## DOCUMENT SEGMENT

The Code Crusade is an evangelical movement in software development, focused on good programmers championing good software design. For too long have programmers as a whole been lax in our discipline, or inadvertently espoused poor practices to our juniors for the sake of expedience. These young coders then go about perpetuating these atrocities failing to realize the error of their ways. As our careers progress, time constraints, management, and even peers convince us that this is “just the way it is”, and slowly we find ourselves slipping into the simple bad habits we worked so hard to counter. Well no more! The Code Crusade has come. We are here to teach, support, and inspire you to pick up the banner.

Why is there a Code Crusade?

Frustration. I started the crusade after a discussion of programming styles with a friend. In trying to categorize programmers’ views on software, I grouped them into two basic categories crusaders and mercenaries (OK, I know, it’s not fair). Crusaders were all about doing things the right way, sometimes with nearly religious insistence. Mercenaries are all about getting it done and getting a paycheck, they seem to care little about code quality or at least maintainability as long as clients or business users don’t complain. Ok, so nobody actually falls completely into either category (isn’t that they way with all dichotomy’s), we have all been in both roles over our careers. I know I have written a lot of code, and I haven’t always been proud some of it, but I always try to do “the right thing” “when there’s time”. And, therein lies the rub, I am not proud of some of the software that I have written. Time constraints, outside forces, whatever excuse I can think of at the moment caused me to take a shortcut and I produced less than the best I could. Truth is, much of the time, it’s just an excuse. It wouldn’t have taken that much longer to refactor that method, or break out that class, but the quick and dirty hack was right there, and in a moment of weakness or wearyness I took a shortcut. This movement is about recognizing when we are taking those shortcuts, minimizing the occurrences and supporting each other in “doing it right”. It’s time to start producing more software we can be proud of, not hacks hidden deep in our code hoping it never breaks and no one ever sees it.

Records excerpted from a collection

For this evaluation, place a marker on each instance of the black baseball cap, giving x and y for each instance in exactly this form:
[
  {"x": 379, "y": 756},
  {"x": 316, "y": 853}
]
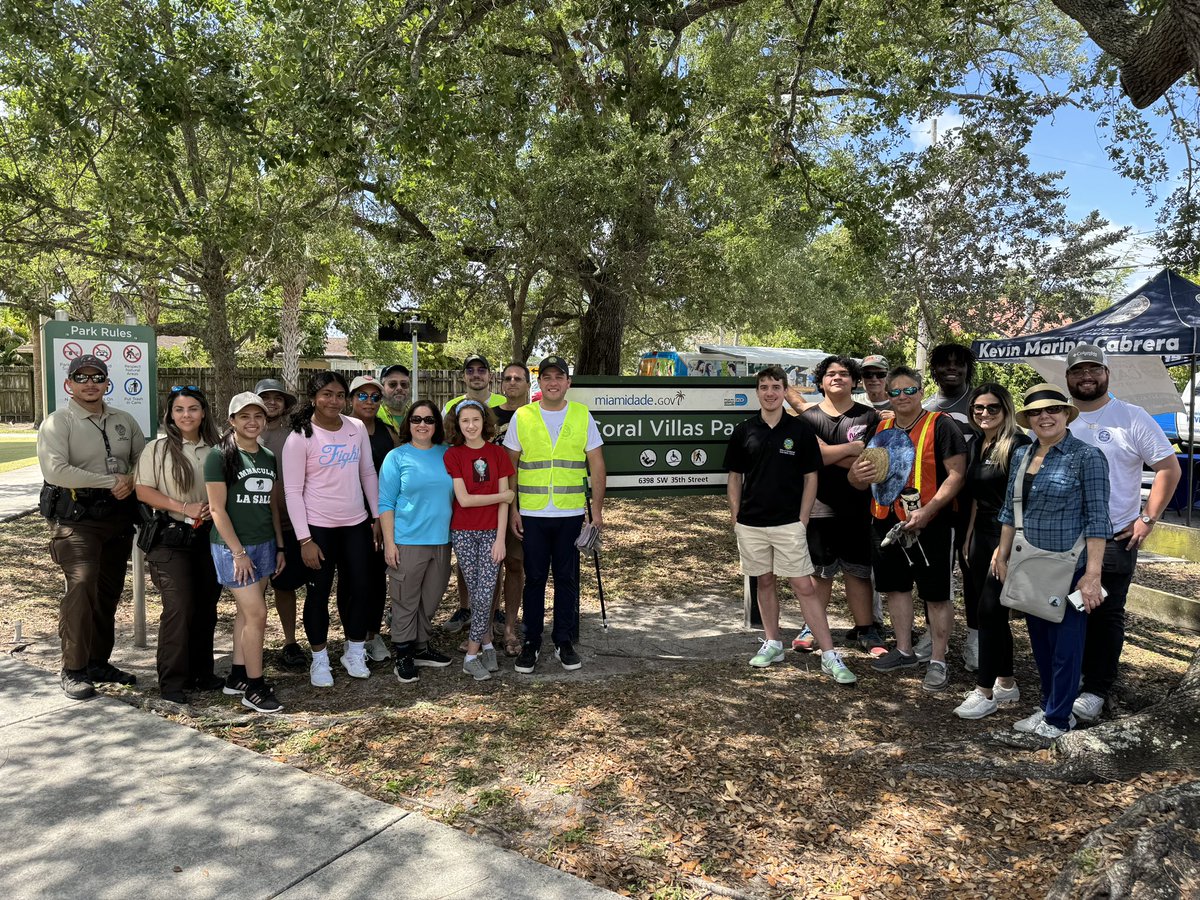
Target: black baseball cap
[
  {"x": 88, "y": 361},
  {"x": 558, "y": 363}
]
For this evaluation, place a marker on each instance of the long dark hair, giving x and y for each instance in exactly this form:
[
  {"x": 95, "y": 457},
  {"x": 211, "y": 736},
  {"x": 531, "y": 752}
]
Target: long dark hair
[
  {"x": 1007, "y": 437},
  {"x": 173, "y": 441},
  {"x": 301, "y": 419},
  {"x": 406, "y": 427}
]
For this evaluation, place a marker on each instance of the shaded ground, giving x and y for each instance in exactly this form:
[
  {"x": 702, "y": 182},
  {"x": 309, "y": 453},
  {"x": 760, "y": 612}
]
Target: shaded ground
[{"x": 670, "y": 768}]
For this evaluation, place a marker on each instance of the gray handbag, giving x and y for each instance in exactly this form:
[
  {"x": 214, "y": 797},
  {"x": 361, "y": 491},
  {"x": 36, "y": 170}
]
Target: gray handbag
[{"x": 1038, "y": 580}]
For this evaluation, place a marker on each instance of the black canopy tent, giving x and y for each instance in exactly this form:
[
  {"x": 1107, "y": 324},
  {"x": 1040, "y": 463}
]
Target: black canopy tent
[{"x": 1161, "y": 318}]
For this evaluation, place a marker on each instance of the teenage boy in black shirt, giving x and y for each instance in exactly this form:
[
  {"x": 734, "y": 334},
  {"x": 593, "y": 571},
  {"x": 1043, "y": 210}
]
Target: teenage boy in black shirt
[{"x": 773, "y": 461}]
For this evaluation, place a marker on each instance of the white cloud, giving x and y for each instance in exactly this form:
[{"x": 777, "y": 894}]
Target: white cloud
[{"x": 922, "y": 133}]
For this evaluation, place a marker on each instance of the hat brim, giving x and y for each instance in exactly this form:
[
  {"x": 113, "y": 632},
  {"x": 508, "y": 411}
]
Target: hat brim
[{"x": 901, "y": 455}]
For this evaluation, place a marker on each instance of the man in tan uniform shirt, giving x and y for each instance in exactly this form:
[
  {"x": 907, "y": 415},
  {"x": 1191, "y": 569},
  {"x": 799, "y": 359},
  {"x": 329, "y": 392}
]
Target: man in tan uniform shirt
[{"x": 88, "y": 451}]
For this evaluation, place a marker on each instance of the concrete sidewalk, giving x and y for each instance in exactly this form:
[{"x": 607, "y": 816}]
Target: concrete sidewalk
[
  {"x": 19, "y": 490},
  {"x": 103, "y": 801}
]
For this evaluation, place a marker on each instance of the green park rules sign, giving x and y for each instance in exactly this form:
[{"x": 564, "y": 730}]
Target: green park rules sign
[{"x": 665, "y": 436}]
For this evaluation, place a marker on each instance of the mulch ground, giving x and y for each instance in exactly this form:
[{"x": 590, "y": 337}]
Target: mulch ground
[{"x": 688, "y": 779}]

## PROBLEMS TO SOLVE
- 1) Answer these questions from the Code Crusade passage:
(a) What three things does the movement say it is here to do?
(b) Into which two categories did the writer sort programmers?
(c) What occasion led the writer to start the crusade?
- 2) Proceed with the Code Crusade passage, writing on from its final sentence.

## RESPONSES
- 1)
(a) To teach, support, and inspire.
(b) Crusaders and mercenaries.
(c) A discussion of programming styles with a friend.

- 2)
Why “Code Crusade”?

Because I think it’s fun, and because I think the analogy fits. Since it’s fun, I am more apt to keep it in the front of my mind. As an analogy, I think of this as something of a righteous fight for software quality. I want people to feel passionate, confident, and most of all proud of what they are creating, and know others out there feel the same way. Apathy is the death of good software, we need to support each other in the knowledge that good code is obtainable, and we need to awaken our “lost” brothers and sisters and help them see that they too can create good works simply by caring about a job well done. We should live (or at least work) our lives to be paragons of virtue, to write code that we can be proud of, and our juniors can look to us as good mentors to build solid works on!